Starting at the line containing "Task: indicate the chrysanthemum flower." and ending at the end of the records, write those lines again with "keypoint" switched to "point" and nothing else altered.

· · · · ·

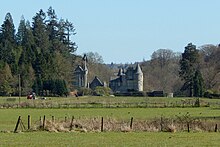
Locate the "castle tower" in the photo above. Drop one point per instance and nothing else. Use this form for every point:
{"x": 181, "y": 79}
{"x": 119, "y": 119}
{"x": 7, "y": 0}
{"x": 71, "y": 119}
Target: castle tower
{"x": 139, "y": 78}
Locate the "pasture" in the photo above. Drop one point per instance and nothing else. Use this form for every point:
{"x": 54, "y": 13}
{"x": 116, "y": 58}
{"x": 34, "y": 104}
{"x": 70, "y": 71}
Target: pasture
{"x": 97, "y": 107}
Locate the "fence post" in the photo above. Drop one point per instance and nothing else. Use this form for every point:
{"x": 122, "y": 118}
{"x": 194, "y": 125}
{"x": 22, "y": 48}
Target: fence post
{"x": 44, "y": 121}
{"x": 71, "y": 124}
{"x": 161, "y": 124}
{"x": 53, "y": 119}
{"x": 216, "y": 127}
{"x": 29, "y": 122}
{"x": 131, "y": 123}
{"x": 188, "y": 126}
{"x": 102, "y": 125}
{"x": 16, "y": 127}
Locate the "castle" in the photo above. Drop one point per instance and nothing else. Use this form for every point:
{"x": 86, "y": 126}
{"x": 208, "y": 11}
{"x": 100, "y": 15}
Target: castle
{"x": 128, "y": 81}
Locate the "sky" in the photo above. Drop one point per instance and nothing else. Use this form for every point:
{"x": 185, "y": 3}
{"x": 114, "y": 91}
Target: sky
{"x": 128, "y": 31}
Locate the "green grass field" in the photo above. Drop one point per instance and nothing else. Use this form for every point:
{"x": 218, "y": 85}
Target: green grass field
{"x": 8, "y": 119}
{"x": 106, "y": 139}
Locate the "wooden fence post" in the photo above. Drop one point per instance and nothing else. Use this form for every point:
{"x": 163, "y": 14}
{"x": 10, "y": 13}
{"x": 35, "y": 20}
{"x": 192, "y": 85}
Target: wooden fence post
{"x": 161, "y": 124}
{"x": 102, "y": 125}
{"x": 16, "y": 127}
{"x": 71, "y": 124}
{"x": 29, "y": 122}
{"x": 216, "y": 127}
{"x": 131, "y": 123}
{"x": 44, "y": 121}
{"x": 53, "y": 119}
{"x": 188, "y": 127}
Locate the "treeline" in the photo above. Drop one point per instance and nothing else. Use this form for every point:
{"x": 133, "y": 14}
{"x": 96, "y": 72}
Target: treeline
{"x": 40, "y": 52}
{"x": 195, "y": 72}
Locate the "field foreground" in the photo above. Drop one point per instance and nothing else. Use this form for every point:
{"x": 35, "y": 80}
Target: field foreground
{"x": 109, "y": 139}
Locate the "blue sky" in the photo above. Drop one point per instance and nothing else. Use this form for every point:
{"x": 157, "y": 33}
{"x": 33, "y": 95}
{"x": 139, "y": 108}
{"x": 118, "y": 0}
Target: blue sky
{"x": 128, "y": 31}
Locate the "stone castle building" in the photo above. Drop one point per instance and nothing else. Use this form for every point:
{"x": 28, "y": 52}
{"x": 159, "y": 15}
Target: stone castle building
{"x": 130, "y": 80}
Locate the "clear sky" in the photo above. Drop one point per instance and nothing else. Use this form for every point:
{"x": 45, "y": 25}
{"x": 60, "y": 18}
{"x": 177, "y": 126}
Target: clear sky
{"x": 128, "y": 31}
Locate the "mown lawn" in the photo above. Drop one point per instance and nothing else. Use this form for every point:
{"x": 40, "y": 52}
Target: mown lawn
{"x": 142, "y": 139}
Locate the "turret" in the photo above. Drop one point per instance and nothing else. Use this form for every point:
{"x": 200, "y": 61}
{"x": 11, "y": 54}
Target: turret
{"x": 139, "y": 78}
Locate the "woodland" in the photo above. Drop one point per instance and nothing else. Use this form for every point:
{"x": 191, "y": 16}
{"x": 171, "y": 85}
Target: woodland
{"x": 41, "y": 56}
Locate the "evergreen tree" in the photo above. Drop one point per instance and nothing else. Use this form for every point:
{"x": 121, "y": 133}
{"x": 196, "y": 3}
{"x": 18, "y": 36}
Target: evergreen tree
{"x": 7, "y": 39}
{"x": 188, "y": 67}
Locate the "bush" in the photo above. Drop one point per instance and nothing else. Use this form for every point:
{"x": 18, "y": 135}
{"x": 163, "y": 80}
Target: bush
{"x": 102, "y": 91}
{"x": 84, "y": 91}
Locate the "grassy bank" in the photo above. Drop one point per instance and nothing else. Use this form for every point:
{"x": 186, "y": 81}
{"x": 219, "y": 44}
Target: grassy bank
{"x": 110, "y": 139}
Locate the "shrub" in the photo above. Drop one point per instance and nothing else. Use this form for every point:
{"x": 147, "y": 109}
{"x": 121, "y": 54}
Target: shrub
{"x": 102, "y": 91}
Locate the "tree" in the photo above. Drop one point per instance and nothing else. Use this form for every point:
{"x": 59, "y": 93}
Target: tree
{"x": 188, "y": 67}
{"x": 161, "y": 72}
{"x": 7, "y": 39}
{"x": 198, "y": 84}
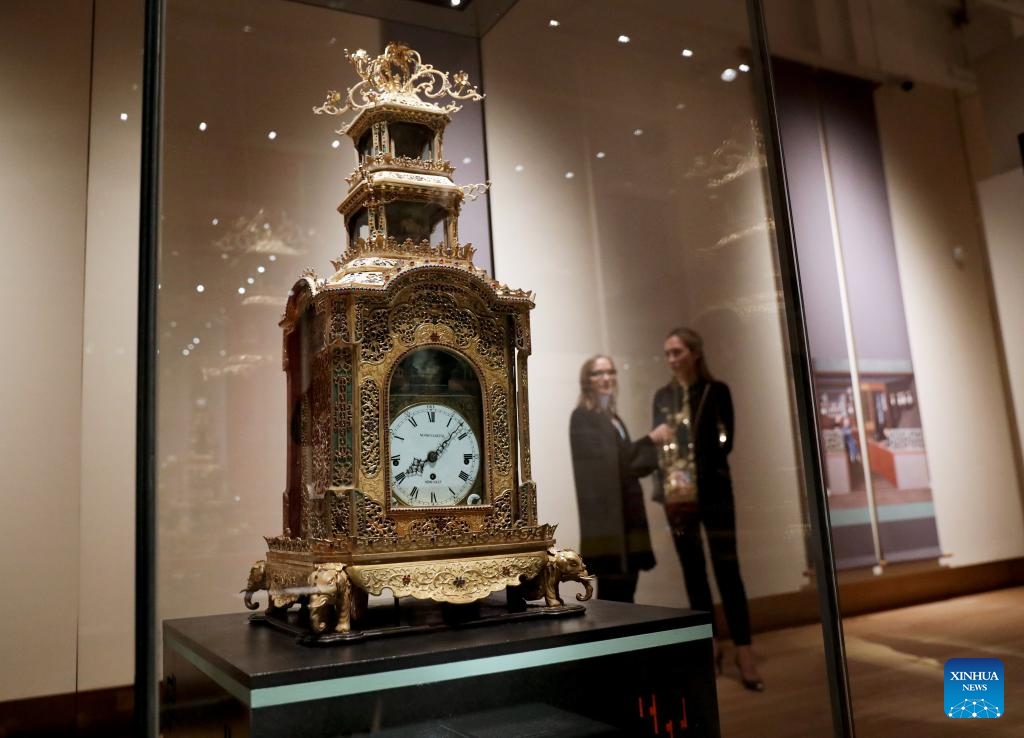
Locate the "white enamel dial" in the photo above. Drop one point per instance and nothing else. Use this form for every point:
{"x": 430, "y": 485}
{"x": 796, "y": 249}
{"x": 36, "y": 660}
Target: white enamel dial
{"x": 435, "y": 458}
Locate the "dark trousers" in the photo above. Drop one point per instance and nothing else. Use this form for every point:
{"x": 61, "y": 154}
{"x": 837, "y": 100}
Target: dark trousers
{"x": 719, "y": 521}
{"x": 619, "y": 588}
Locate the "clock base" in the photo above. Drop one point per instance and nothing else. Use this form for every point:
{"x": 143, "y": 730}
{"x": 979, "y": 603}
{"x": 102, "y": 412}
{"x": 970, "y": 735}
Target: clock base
{"x": 415, "y": 616}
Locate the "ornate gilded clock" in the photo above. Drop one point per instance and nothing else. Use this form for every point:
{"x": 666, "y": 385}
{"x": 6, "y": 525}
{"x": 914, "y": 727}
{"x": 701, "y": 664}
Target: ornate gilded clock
{"x": 409, "y": 465}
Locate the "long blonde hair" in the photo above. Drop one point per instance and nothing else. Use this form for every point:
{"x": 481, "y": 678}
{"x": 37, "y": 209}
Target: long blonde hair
{"x": 588, "y": 398}
{"x": 691, "y": 339}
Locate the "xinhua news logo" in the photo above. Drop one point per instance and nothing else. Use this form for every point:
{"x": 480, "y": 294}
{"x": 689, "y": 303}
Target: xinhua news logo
{"x": 974, "y": 688}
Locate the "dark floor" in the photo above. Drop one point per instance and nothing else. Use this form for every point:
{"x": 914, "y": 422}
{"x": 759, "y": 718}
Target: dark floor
{"x": 895, "y": 661}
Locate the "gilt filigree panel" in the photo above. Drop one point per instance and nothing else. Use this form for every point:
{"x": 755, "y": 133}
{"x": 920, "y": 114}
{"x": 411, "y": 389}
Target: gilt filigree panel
{"x": 370, "y": 413}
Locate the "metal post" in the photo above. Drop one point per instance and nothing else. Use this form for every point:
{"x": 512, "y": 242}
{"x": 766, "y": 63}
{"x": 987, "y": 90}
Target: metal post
{"x": 145, "y": 717}
{"x": 817, "y": 505}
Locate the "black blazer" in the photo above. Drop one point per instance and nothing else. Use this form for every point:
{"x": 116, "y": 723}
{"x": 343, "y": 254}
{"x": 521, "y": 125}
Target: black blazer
{"x": 716, "y": 419}
{"x": 614, "y": 537}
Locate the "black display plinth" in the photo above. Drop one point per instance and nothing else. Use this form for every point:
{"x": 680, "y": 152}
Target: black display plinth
{"x": 619, "y": 669}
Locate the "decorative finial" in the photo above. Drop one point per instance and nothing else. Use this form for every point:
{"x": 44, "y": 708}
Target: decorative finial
{"x": 398, "y": 75}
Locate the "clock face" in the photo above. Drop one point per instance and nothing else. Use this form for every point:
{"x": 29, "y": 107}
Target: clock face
{"x": 435, "y": 458}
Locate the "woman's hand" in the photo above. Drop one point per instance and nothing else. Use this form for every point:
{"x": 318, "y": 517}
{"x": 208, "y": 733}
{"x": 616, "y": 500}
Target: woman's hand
{"x": 662, "y": 435}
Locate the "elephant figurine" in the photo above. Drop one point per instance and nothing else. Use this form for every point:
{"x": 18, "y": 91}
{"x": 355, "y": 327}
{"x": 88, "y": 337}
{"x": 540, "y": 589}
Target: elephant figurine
{"x": 257, "y": 581}
{"x": 562, "y": 565}
{"x": 275, "y": 601}
{"x": 331, "y": 597}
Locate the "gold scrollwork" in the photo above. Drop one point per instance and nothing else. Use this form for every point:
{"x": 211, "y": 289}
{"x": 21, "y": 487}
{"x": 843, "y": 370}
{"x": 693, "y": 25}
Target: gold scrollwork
{"x": 438, "y": 525}
{"x": 370, "y": 408}
{"x": 500, "y": 427}
{"x": 376, "y": 337}
{"x": 342, "y": 418}
{"x": 373, "y": 522}
{"x": 501, "y": 518}
{"x": 458, "y": 580}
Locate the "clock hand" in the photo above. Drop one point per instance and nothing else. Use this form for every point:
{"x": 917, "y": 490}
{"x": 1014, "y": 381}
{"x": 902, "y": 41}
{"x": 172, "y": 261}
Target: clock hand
{"x": 415, "y": 468}
{"x": 435, "y": 454}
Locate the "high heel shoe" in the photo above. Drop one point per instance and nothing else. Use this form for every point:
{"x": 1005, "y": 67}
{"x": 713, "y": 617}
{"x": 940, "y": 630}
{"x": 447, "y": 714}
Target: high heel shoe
{"x": 755, "y": 684}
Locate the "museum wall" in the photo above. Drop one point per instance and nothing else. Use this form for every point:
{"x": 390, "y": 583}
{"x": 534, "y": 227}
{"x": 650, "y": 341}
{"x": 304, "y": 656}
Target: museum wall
{"x": 44, "y": 139}
{"x": 952, "y": 341}
{"x": 1000, "y": 198}
{"x": 668, "y": 227}
{"x": 105, "y": 644}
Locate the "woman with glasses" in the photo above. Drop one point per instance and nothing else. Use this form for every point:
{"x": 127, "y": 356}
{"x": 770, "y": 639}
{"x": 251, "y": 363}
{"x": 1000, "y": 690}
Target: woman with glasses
{"x": 607, "y": 467}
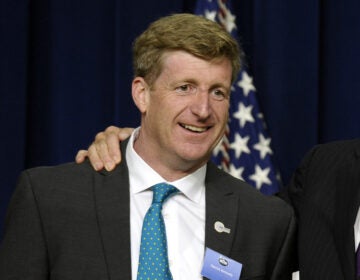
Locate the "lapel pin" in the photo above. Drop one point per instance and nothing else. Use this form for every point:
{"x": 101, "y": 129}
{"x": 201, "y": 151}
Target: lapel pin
{"x": 219, "y": 227}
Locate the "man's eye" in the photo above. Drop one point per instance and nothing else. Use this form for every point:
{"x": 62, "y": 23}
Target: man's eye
{"x": 184, "y": 89}
{"x": 219, "y": 94}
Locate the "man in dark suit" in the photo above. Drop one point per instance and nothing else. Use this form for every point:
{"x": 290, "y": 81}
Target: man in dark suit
{"x": 325, "y": 193}
{"x": 71, "y": 222}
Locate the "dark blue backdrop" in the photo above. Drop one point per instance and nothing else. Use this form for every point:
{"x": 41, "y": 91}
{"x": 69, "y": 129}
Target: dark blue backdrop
{"x": 66, "y": 73}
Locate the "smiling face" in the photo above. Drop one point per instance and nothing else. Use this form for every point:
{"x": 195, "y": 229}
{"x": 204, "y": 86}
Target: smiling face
{"x": 184, "y": 112}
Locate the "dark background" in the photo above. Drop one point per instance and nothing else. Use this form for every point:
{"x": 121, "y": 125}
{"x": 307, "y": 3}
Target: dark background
{"x": 66, "y": 73}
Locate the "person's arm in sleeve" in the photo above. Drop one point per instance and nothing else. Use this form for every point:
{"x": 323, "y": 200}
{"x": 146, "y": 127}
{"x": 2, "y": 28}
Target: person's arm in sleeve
{"x": 23, "y": 252}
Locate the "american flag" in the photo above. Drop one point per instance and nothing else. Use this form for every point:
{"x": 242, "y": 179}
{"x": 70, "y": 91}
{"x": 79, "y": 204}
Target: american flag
{"x": 245, "y": 151}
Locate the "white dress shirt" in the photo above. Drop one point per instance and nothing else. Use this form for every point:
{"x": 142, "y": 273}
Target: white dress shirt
{"x": 184, "y": 215}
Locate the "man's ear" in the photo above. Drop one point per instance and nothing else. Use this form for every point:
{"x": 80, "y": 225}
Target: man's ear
{"x": 140, "y": 93}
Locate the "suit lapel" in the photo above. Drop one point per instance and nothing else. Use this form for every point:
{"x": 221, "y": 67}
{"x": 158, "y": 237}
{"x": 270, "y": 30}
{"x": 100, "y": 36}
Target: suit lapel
{"x": 221, "y": 206}
{"x": 113, "y": 210}
{"x": 347, "y": 204}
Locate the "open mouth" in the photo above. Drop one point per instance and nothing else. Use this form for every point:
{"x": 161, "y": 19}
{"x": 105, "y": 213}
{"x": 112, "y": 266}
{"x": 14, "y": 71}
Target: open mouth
{"x": 194, "y": 128}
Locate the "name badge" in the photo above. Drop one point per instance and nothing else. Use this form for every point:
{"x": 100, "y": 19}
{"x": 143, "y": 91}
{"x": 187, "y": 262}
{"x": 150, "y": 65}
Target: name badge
{"x": 217, "y": 266}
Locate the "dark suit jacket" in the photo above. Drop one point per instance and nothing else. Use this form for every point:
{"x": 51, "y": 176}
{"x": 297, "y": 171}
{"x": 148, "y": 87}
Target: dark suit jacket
{"x": 70, "y": 222}
{"x": 325, "y": 193}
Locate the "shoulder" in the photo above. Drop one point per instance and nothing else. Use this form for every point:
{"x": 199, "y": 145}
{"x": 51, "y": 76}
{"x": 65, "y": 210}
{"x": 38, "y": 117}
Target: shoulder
{"x": 335, "y": 150}
{"x": 64, "y": 176}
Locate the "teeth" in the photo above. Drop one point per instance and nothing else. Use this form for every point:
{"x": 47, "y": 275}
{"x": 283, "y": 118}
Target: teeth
{"x": 194, "y": 128}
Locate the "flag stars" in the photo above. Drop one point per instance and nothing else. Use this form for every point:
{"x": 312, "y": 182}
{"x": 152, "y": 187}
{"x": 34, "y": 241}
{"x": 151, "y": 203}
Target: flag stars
{"x": 236, "y": 172}
{"x": 263, "y": 146}
{"x": 246, "y": 83}
{"x": 211, "y": 15}
{"x": 240, "y": 145}
{"x": 244, "y": 114}
{"x": 261, "y": 176}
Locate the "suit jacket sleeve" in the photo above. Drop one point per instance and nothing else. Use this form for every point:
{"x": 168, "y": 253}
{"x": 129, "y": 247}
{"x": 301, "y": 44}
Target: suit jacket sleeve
{"x": 23, "y": 248}
{"x": 286, "y": 260}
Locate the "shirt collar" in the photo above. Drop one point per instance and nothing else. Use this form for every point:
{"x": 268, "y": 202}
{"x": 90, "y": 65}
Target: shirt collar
{"x": 142, "y": 176}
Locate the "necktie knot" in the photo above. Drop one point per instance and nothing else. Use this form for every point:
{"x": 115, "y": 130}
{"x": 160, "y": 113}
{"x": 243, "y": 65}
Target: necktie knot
{"x": 153, "y": 259}
{"x": 162, "y": 191}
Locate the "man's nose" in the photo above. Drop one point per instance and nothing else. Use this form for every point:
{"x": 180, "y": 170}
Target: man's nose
{"x": 201, "y": 104}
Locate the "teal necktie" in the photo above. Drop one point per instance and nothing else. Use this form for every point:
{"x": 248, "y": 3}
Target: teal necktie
{"x": 153, "y": 259}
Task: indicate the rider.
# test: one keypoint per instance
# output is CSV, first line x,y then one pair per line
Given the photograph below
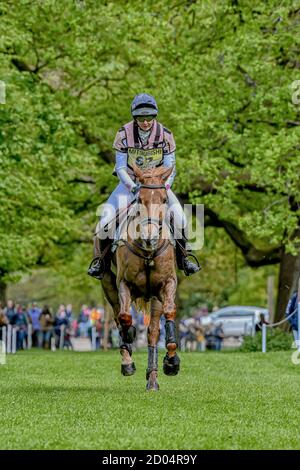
x,y
147,144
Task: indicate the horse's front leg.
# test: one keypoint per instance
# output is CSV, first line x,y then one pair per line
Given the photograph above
x,y
126,329
153,336
171,361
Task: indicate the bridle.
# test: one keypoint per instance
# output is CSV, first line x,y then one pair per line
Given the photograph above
x,y
147,220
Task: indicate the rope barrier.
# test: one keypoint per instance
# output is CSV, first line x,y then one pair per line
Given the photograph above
x,y
272,325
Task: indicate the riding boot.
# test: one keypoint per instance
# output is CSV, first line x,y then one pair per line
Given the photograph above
x,y
182,254
102,258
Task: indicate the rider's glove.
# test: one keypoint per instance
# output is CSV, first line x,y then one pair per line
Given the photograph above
x,y
135,189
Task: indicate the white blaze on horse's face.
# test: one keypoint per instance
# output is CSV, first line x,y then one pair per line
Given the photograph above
x,y
150,220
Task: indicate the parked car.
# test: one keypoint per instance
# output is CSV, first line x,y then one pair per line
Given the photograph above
x,y
236,320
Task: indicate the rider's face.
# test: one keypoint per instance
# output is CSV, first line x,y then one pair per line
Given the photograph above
x,y
145,125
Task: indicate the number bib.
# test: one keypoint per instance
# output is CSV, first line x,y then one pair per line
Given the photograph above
x,y
144,158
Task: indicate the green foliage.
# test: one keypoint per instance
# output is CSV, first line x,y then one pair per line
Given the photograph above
x,y
277,340
222,75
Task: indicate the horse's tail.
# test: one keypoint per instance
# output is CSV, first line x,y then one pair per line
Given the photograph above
x,y
143,306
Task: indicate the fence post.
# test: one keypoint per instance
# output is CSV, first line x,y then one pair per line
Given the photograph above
x,y
271,298
53,347
253,325
94,338
298,313
4,336
29,336
8,339
62,337
14,341
264,338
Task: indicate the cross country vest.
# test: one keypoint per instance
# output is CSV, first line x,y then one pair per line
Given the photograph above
x,y
147,156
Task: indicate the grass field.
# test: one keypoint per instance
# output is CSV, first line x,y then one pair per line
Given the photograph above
x,y
69,400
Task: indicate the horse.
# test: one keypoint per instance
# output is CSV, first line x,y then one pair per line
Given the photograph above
x,y
145,273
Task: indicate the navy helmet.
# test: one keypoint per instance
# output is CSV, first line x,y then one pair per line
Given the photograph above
x,y
144,105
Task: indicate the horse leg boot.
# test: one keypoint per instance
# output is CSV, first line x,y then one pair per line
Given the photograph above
x,y
102,258
126,330
182,254
171,361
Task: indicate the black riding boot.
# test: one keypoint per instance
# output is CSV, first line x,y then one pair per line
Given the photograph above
x,y
182,255
102,257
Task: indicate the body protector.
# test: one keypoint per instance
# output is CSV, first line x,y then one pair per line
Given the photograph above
x,y
159,150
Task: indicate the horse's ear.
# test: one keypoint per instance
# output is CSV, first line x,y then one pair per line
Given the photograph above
x,y
138,173
167,173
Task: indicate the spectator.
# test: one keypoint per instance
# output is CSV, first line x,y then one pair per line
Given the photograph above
x,y
218,333
292,308
21,322
10,312
3,321
84,320
34,315
69,311
61,320
46,328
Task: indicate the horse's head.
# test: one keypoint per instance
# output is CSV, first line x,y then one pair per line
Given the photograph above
x,y
152,199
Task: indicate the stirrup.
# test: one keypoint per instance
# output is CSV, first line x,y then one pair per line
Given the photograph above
x,y
196,267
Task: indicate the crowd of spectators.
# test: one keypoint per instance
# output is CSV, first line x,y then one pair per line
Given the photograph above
x,y
44,329
42,324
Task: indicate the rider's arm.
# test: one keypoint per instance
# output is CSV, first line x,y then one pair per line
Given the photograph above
x,y
170,161
121,170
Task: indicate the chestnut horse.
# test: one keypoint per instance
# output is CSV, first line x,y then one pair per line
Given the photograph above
x,y
145,272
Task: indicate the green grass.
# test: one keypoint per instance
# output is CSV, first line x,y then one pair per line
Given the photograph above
x,y
68,400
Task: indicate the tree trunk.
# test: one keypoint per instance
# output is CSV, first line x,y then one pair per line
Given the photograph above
x,y
2,293
288,281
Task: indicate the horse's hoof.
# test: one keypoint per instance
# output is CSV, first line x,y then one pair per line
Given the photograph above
x,y
128,335
171,365
152,386
128,369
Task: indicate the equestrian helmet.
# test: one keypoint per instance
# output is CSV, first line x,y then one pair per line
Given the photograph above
x,y
144,105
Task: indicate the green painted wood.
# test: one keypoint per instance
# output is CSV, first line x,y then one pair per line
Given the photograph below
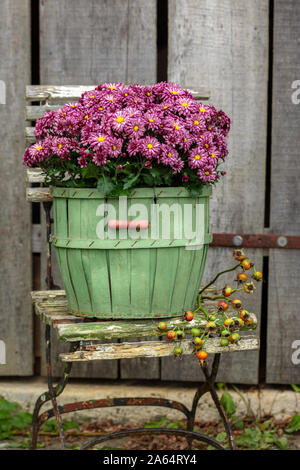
x,y
116,282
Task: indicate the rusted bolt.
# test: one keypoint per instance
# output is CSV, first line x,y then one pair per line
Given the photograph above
x,y
282,242
237,240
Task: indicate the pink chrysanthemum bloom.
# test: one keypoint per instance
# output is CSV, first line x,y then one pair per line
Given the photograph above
x,y
118,120
114,146
152,120
134,127
223,123
61,146
196,124
184,106
99,158
98,141
207,174
155,125
39,151
206,144
82,161
167,154
172,90
149,147
177,165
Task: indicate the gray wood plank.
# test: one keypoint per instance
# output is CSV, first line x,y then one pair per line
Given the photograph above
x,y
283,306
225,46
93,42
16,321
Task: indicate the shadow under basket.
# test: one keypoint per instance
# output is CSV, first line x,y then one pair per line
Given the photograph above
x,y
130,274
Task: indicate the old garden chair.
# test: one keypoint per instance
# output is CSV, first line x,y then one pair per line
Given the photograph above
x,y
85,337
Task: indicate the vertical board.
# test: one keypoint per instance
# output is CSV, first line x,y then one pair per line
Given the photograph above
x,y
283,352
224,46
16,319
82,43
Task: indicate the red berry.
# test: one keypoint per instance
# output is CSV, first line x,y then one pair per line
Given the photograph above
x,y
236,304
239,255
226,291
198,341
246,264
244,315
222,306
195,332
257,275
241,277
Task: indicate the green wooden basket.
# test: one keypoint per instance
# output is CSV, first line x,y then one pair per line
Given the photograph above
x,y
125,277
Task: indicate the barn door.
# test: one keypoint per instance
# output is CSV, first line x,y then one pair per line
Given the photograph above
x,y
16,319
84,43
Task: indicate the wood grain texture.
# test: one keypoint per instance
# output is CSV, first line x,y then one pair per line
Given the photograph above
x,y
16,322
53,93
153,349
225,46
93,42
98,41
283,304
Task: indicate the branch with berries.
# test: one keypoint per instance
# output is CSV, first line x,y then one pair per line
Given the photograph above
x,y
227,317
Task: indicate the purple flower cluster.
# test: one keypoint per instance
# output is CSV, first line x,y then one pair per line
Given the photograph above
x,y
160,125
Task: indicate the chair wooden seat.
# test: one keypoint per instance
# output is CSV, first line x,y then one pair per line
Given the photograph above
x,y
52,309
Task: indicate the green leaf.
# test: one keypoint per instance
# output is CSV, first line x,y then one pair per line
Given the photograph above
x,y
129,182
4,415
282,443
228,404
238,423
105,185
8,405
294,424
90,172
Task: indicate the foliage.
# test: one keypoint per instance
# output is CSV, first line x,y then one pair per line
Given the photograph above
x,y
117,138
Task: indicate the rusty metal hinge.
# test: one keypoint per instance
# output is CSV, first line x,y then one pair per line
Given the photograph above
x,y
263,240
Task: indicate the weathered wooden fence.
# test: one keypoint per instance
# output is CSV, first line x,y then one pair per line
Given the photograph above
x,y
247,54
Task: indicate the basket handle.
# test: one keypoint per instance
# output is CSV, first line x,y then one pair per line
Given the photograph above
x,y
137,224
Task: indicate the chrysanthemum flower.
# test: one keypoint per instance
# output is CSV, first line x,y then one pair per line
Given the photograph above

· · · · ·

• [Expected answer]
Task: indicate the chrysanthemum flower.
# test: one point per instance
# output is CSV, first line x,y then one pair per line
Given the photograph above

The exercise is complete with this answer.